Objective:
Write out, precisely and in full, each line of the material.

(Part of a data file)
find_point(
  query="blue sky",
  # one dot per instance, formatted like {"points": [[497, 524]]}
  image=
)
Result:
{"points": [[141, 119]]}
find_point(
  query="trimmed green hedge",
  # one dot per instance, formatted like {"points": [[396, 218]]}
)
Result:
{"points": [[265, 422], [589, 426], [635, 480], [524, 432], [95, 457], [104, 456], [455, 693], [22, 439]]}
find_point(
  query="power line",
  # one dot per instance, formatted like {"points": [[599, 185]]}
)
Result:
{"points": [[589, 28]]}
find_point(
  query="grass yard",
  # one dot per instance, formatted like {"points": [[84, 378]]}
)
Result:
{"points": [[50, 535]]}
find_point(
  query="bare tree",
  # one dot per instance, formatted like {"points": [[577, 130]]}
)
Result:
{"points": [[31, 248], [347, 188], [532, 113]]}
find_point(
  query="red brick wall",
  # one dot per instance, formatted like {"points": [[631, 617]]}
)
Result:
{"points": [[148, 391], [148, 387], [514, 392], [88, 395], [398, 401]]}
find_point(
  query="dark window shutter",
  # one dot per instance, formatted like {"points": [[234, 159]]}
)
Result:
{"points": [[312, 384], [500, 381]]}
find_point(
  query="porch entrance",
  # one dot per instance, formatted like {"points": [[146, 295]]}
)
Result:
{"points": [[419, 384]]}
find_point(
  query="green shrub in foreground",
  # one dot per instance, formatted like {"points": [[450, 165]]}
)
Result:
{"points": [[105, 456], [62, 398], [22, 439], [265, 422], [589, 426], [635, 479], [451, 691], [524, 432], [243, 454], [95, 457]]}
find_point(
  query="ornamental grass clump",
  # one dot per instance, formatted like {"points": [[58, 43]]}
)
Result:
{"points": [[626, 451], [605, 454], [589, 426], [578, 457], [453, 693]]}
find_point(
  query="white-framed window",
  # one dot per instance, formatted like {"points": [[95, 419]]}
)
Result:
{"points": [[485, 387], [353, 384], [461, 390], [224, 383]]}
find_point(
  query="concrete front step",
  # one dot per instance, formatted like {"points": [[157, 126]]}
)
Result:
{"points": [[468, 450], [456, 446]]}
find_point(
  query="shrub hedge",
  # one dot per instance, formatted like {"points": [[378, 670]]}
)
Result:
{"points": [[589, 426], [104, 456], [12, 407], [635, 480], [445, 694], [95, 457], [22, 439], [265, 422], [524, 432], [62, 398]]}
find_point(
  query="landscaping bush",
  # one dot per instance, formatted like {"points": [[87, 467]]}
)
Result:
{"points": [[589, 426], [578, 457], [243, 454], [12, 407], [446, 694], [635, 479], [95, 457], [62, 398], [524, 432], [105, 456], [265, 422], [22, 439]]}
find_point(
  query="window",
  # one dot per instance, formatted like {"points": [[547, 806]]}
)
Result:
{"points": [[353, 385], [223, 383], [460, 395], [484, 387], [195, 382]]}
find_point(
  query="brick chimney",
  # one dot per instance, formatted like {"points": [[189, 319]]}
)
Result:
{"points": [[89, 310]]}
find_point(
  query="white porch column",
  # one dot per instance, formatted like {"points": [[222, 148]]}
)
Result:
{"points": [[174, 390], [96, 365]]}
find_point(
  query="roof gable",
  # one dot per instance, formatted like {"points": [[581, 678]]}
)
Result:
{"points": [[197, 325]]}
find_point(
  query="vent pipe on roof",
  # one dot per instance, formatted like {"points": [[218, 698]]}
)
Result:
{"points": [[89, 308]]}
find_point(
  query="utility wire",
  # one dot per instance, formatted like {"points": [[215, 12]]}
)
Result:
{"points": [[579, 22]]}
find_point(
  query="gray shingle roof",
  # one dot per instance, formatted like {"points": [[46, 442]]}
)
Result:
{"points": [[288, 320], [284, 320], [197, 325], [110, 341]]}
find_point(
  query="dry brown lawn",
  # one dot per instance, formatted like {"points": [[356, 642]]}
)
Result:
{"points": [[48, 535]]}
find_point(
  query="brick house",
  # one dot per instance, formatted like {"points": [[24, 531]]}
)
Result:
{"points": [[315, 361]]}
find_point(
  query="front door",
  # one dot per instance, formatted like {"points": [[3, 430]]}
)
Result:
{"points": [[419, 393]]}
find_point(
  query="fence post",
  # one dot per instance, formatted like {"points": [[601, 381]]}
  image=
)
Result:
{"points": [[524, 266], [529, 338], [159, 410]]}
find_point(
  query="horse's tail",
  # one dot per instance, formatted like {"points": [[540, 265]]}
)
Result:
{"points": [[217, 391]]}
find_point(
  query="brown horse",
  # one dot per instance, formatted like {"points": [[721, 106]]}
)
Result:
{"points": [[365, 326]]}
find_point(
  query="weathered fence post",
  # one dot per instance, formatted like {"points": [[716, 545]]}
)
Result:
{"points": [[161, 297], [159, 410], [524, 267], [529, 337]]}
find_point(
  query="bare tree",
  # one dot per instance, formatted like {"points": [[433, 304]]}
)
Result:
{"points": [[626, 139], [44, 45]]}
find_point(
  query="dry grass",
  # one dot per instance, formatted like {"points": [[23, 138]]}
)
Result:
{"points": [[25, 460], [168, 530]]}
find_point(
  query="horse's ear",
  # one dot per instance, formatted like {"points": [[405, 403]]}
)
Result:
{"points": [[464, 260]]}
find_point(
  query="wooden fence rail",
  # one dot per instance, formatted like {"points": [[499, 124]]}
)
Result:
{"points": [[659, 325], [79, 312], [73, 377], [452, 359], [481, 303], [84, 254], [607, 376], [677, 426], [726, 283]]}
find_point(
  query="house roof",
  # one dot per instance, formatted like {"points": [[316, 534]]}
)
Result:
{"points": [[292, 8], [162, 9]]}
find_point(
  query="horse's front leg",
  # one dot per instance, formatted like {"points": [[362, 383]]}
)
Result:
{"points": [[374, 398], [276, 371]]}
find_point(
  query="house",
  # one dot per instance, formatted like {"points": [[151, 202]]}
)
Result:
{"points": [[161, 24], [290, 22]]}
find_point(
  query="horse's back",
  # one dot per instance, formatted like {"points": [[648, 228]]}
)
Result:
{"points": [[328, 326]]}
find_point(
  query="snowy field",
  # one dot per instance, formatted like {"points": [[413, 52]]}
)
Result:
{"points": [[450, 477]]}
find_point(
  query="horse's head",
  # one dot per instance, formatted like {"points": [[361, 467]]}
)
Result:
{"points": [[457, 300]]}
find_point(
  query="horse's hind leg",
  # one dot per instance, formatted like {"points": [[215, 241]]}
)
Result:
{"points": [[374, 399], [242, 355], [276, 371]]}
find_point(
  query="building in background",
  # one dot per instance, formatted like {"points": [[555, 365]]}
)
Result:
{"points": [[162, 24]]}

Complete response:
find_point(
  query="blue sky",
  # one dot per instance, formatted like {"points": [[497, 524]]}
  image=
)
Result:
{"points": [[141, 119]]}
find_point(
  query="trimmed green hedge",
  # one dot per instance, formatted like {"points": [[396, 218]]}
)
Result:
{"points": [[265, 422], [589, 426], [635, 480], [524, 432], [95, 457], [104, 456], [455, 693], [22, 439]]}
find_point(
  query="power line",
  # one dot per instance, formatted like {"points": [[599, 185]]}
)
Result:
{"points": [[589, 28]]}
find_point(
  query="grass yard",
  # one dot per instance, formatted like {"points": [[84, 378]]}
)
Result:
{"points": [[50, 535]]}
find_point(
  query="bare tree",
  # one dot per instance, formatted like {"points": [[577, 130]]}
)
Result:
{"points": [[31, 248], [347, 188], [532, 113]]}
find_point(
  query="red brick wall",
  # one dot per instance, formatted like {"points": [[631, 617]]}
)
Result:
{"points": [[148, 391], [148, 387], [514, 392], [88, 395], [398, 401]]}
find_point(
  query="dark window shutter",
  # one dot per instance, formatted like {"points": [[234, 159]]}
)
Result:
{"points": [[312, 384], [500, 381]]}
find_point(
  query="porch entrance",
  # one dot per instance, formatted like {"points": [[146, 295]]}
)
Result:
{"points": [[419, 384]]}
find_point(
  query="green shrub in foreground",
  # one dot per instance, formatted like {"points": [[450, 165]]}
)
Result:
{"points": [[105, 456], [62, 398], [22, 439], [265, 422], [589, 426], [635, 479], [451, 691], [524, 432], [243, 454], [95, 457]]}
find_point(
  query="ornamental grass clump",
  # one dot per instance, formatted like {"points": [[58, 43]]}
)
Result:
{"points": [[626, 451], [605, 454], [589, 426], [578, 457], [453, 693]]}
find_point(
  query="white-framed window",
  # one dot per instance, formatted like {"points": [[95, 419]]}
)
Result:
{"points": [[485, 387], [353, 384], [461, 390], [224, 383]]}
find_point(
  query="concrete front step",
  # one dot per instance, formatted like {"points": [[157, 126]]}
)
Result:
{"points": [[468, 450], [456, 446]]}
find_point(
  query="shrub hedge",
  # one dot per instance, formatted like {"points": [[378, 670]]}
)
Result:
{"points": [[589, 426], [104, 456], [12, 407], [635, 480], [445, 694], [95, 457], [22, 439], [265, 422], [524, 432], [62, 398]]}
find_point(
  query="landscaping bush",
  # one dot per instance, formatted like {"points": [[87, 467]]}
)
Result:
{"points": [[589, 426], [578, 457], [243, 454], [12, 407], [446, 694], [635, 479], [95, 457], [62, 398], [524, 432], [105, 456], [265, 422], [22, 439]]}
find_point(
  query="window",
  # one dot per instance, formatted like {"points": [[547, 806]]}
)
Result:
{"points": [[353, 385], [223, 383], [460, 395], [484, 387], [195, 382]]}
find_point(
  query="brick chimney",
  # one dot per instance, formatted like {"points": [[189, 319]]}
)
Result:
{"points": [[89, 310]]}
find_point(
  query="white porch column",
  # one dot per instance, formatted like {"points": [[222, 148]]}
)
Result:
{"points": [[174, 390], [96, 365]]}
find_point(
  query="roof gable",
  # one dot per instance, formatted like {"points": [[581, 678]]}
)
Result:
{"points": [[197, 325]]}
find_point(
  query="vent pipe on roof",
  # one dot per instance, formatted like {"points": [[218, 698]]}
)
Result:
{"points": [[89, 308]]}
find_point(
  query="utility wire",
  # one dot per instance, formatted like {"points": [[215, 12]]}
)
Result:
{"points": [[579, 22]]}
find_point(
  query="gray shingle roof",
  # one dot per instance, formatted like {"points": [[46, 442]]}
)
Result:
{"points": [[288, 320], [284, 320], [197, 325], [110, 341]]}
find_point(
  query="dry brown lawn",
  # one dot per instance, formatted like {"points": [[356, 642]]}
)
Result:
{"points": [[48, 535]]}
find_point(
  query="brick house",
  # one dot per instance, formatted like {"points": [[24, 531]]}
)
Result:
{"points": [[315, 361]]}
find_point(
  query="front door",
  # one dot per instance, formatted like {"points": [[3, 430]]}
)
Result:
{"points": [[419, 393]]}
find_point(
  query="fence post",
  # one dot per instance, formatted like {"points": [[601, 381]]}
  image=
)
Result:
{"points": [[524, 266], [529, 338], [159, 410]]}
find_point(
  query="horse's tail",
  # one dot per instance, formatted like {"points": [[540, 265]]}
)
Result:
{"points": [[217, 391]]}
find_point(
  query="brown horse",
  # one dot per instance, formatted like {"points": [[721, 106]]}
)
Result:
{"points": [[365, 326]]}
find_point(
  query="weathered fence post",
  # one dot per instance, formatted like {"points": [[716, 545]]}
)
Result:
{"points": [[161, 297], [159, 410], [524, 267], [529, 337]]}
find_point(
  query="bare tree",
  # one dot per instance, formatted like {"points": [[433, 304]]}
)
Result:
{"points": [[626, 139], [44, 45]]}
find_point(
  query="dry grass",
  # one dot per instance, formatted like {"points": [[23, 138]]}
)
Result:
{"points": [[25, 460], [168, 530]]}
find_point(
  query="horse's ear",
  # one dot per instance, formatted like {"points": [[405, 403]]}
)
Result:
{"points": [[464, 260]]}
find_point(
  query="wooden fence rail",
  # one dot per instance, formatted like {"points": [[499, 124]]}
)
Result:
{"points": [[659, 325], [79, 312], [73, 377], [452, 359], [481, 303], [84, 254], [607, 376], [677, 426], [726, 283]]}
find_point(
  query="house roof",
  # one dot per instance, formatted like {"points": [[316, 534]]}
)
Result:
{"points": [[292, 8], [162, 9]]}
find_point(
  query="horse's front leg",
  # one dot per instance, formatted like {"points": [[362, 383]]}
)
Result:
{"points": [[374, 398], [276, 371]]}
find_point(
  query="house",
  # one dot per instance, formatted like {"points": [[151, 202]]}
)
Result:
{"points": [[161, 24], [290, 22]]}
find_point(
  query="horse's back",
  # one dot per instance, formatted like {"points": [[648, 228]]}
)
Result:
{"points": [[328, 326]]}
find_point(
  query="snowy field",
  # one dot per instance, formatted like {"points": [[413, 52]]}
)
Result:
{"points": [[450, 477]]}
find_point(
  query="horse's head",
  # one dot per instance, formatted like {"points": [[361, 467]]}
)
Result:
{"points": [[457, 300]]}
find_point(
  query="horse's hind leg",
  # one dot per instance, formatted like {"points": [[215, 241]]}
)
Result:
{"points": [[374, 399], [242, 355], [276, 371]]}
find_point(
  query="building in background",
  # one dot per instance, formatted like {"points": [[555, 365]]}
)
Result:
{"points": [[162, 24]]}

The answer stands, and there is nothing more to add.